** Begin **
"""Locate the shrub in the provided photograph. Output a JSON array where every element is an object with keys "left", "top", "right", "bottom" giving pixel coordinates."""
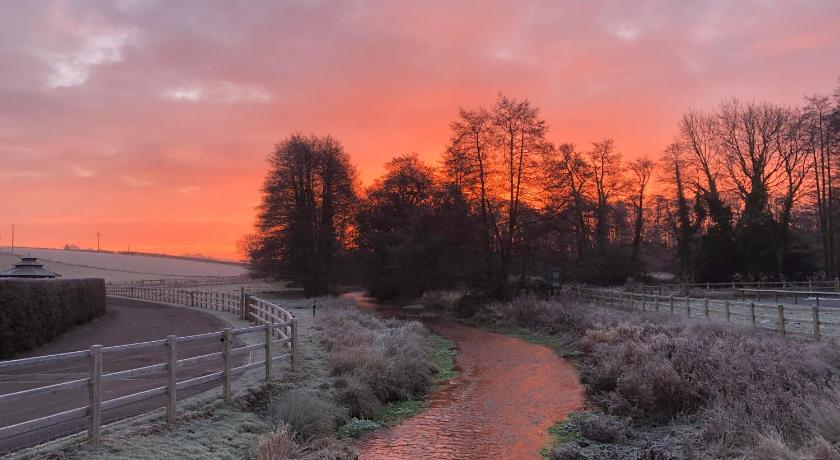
[
  {"left": 491, "top": 297, "right": 840, "bottom": 458},
  {"left": 336, "top": 375, "right": 382, "bottom": 417},
  {"left": 580, "top": 413, "right": 630, "bottom": 443},
  {"left": 259, "top": 423, "right": 303, "bottom": 460},
  {"left": 270, "top": 389, "right": 340, "bottom": 440},
  {"left": 0, "top": 279, "right": 105, "bottom": 358},
  {"left": 548, "top": 442, "right": 585, "bottom": 460},
  {"left": 421, "top": 291, "right": 464, "bottom": 310},
  {"left": 259, "top": 423, "right": 358, "bottom": 460},
  {"left": 317, "top": 308, "right": 434, "bottom": 417},
  {"left": 488, "top": 294, "right": 591, "bottom": 336}
]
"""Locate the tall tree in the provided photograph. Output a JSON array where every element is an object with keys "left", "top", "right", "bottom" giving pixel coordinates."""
[
  {"left": 493, "top": 95, "right": 551, "bottom": 293},
  {"left": 804, "top": 94, "right": 840, "bottom": 274},
  {"left": 717, "top": 100, "right": 785, "bottom": 276},
  {"left": 661, "top": 142, "right": 696, "bottom": 281},
  {"left": 629, "top": 158, "right": 655, "bottom": 259},
  {"left": 443, "top": 95, "right": 551, "bottom": 296},
  {"left": 247, "top": 134, "right": 356, "bottom": 296},
  {"left": 589, "top": 139, "right": 627, "bottom": 250}
]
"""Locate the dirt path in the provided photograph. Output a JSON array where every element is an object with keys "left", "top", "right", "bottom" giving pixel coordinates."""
[
  {"left": 0, "top": 297, "right": 241, "bottom": 454},
  {"left": 348, "top": 294, "right": 584, "bottom": 460}
]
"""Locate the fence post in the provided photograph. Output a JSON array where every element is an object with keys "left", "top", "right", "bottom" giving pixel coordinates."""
[
  {"left": 88, "top": 345, "right": 102, "bottom": 447},
  {"left": 222, "top": 328, "right": 231, "bottom": 402},
  {"left": 166, "top": 335, "right": 178, "bottom": 425},
  {"left": 811, "top": 307, "right": 820, "bottom": 342},
  {"left": 779, "top": 304, "right": 785, "bottom": 337},
  {"left": 291, "top": 316, "right": 298, "bottom": 372},
  {"left": 265, "top": 323, "right": 272, "bottom": 382}
]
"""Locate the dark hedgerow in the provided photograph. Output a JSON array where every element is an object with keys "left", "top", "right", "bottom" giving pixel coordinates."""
[
  {"left": 0, "top": 278, "right": 105, "bottom": 358},
  {"left": 491, "top": 297, "right": 840, "bottom": 458}
]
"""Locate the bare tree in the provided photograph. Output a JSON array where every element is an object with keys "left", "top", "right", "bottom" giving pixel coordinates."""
[
  {"left": 804, "top": 96, "right": 840, "bottom": 273},
  {"left": 628, "top": 158, "right": 655, "bottom": 259},
  {"left": 589, "top": 139, "right": 626, "bottom": 249}
]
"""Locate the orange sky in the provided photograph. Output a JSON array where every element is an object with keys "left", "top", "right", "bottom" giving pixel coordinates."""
[{"left": 0, "top": 0, "right": 840, "bottom": 258}]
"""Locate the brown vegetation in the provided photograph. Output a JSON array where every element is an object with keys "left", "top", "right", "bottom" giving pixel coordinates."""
[
  {"left": 0, "top": 279, "right": 105, "bottom": 358},
  {"left": 490, "top": 297, "right": 840, "bottom": 458}
]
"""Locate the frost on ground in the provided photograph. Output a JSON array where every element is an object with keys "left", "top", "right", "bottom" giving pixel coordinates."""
[
  {"left": 16, "top": 290, "right": 440, "bottom": 460},
  {"left": 10, "top": 290, "right": 329, "bottom": 459},
  {"left": 485, "top": 295, "right": 840, "bottom": 459}
]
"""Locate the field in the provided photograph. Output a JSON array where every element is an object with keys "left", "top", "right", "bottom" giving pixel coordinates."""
[{"left": 0, "top": 248, "right": 247, "bottom": 281}]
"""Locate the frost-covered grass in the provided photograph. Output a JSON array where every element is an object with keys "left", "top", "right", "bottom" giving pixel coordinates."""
[
  {"left": 7, "top": 248, "right": 247, "bottom": 276},
  {"left": 488, "top": 296, "right": 840, "bottom": 459},
  {"left": 9, "top": 288, "right": 455, "bottom": 460}
]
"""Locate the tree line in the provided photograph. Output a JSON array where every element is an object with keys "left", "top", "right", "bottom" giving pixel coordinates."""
[{"left": 242, "top": 80, "right": 840, "bottom": 298}]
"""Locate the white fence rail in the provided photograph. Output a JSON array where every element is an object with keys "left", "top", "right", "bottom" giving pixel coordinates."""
[
  {"left": 0, "top": 286, "right": 298, "bottom": 453},
  {"left": 579, "top": 288, "right": 840, "bottom": 340}
]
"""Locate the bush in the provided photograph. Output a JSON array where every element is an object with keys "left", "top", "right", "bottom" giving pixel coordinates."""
[
  {"left": 335, "top": 375, "right": 382, "bottom": 417},
  {"left": 421, "top": 291, "right": 464, "bottom": 310},
  {"left": 491, "top": 297, "right": 840, "bottom": 458},
  {"left": 488, "top": 293, "right": 591, "bottom": 337},
  {"left": 270, "top": 389, "right": 340, "bottom": 440},
  {"left": 258, "top": 423, "right": 358, "bottom": 460},
  {"left": 317, "top": 308, "right": 434, "bottom": 417},
  {"left": 580, "top": 413, "right": 630, "bottom": 444},
  {"left": 259, "top": 423, "right": 303, "bottom": 460},
  {"left": 0, "top": 279, "right": 105, "bottom": 358}
]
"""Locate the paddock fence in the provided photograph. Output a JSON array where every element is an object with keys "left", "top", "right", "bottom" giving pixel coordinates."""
[
  {"left": 0, "top": 286, "right": 298, "bottom": 454},
  {"left": 109, "top": 275, "right": 250, "bottom": 288},
  {"left": 627, "top": 278, "right": 840, "bottom": 295},
  {"left": 578, "top": 288, "right": 840, "bottom": 341}
]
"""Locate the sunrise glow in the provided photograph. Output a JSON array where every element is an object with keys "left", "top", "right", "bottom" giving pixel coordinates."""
[{"left": 0, "top": 1, "right": 840, "bottom": 259}]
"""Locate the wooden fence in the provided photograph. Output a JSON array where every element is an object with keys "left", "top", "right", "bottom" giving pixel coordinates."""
[
  {"left": 0, "top": 286, "right": 298, "bottom": 451},
  {"left": 109, "top": 275, "right": 249, "bottom": 288},
  {"left": 628, "top": 278, "right": 840, "bottom": 295},
  {"left": 578, "top": 288, "right": 840, "bottom": 341}
]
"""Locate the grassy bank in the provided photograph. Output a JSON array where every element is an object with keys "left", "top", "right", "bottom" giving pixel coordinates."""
[
  {"left": 480, "top": 297, "right": 840, "bottom": 459},
  {"left": 254, "top": 299, "right": 456, "bottom": 460},
  {"left": 16, "top": 294, "right": 454, "bottom": 460}
]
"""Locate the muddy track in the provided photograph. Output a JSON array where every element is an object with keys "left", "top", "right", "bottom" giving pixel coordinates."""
[
  {"left": 0, "top": 297, "right": 237, "bottom": 456},
  {"left": 344, "top": 299, "right": 584, "bottom": 460}
]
** End **
Convert the material into a Markdown table with the columns Row and Line, one line per row, numbering the rows and leaving out any blank lines. Begin at the line that has "the grassy bank" and continue through the final line of the material.

Response:
| Row | Line |
|---|---|
| 1 | """Locate the grassy bank in the provided photograph. Output a JSON array where every element is an object with keys "left", "top", "right", "bottom" giving pixel coordinates.""" |
| 2 | [ |
| 3 |   {"left": 480, "top": 297, "right": 840, "bottom": 459}, |
| 4 |   {"left": 254, "top": 299, "right": 456, "bottom": 460}, |
| 5 |   {"left": 16, "top": 294, "right": 454, "bottom": 460} |
| 6 | ] |
| 7 | """Locate the muddy track in the provided photograph. Output a JSON array where every element is an object with keys "left", "top", "right", "bottom" giving pixel coordinates.""" |
| 8 | [ |
| 9 |   {"left": 0, "top": 297, "right": 237, "bottom": 456}, |
| 10 |   {"left": 344, "top": 299, "right": 584, "bottom": 460} |
| 11 | ] |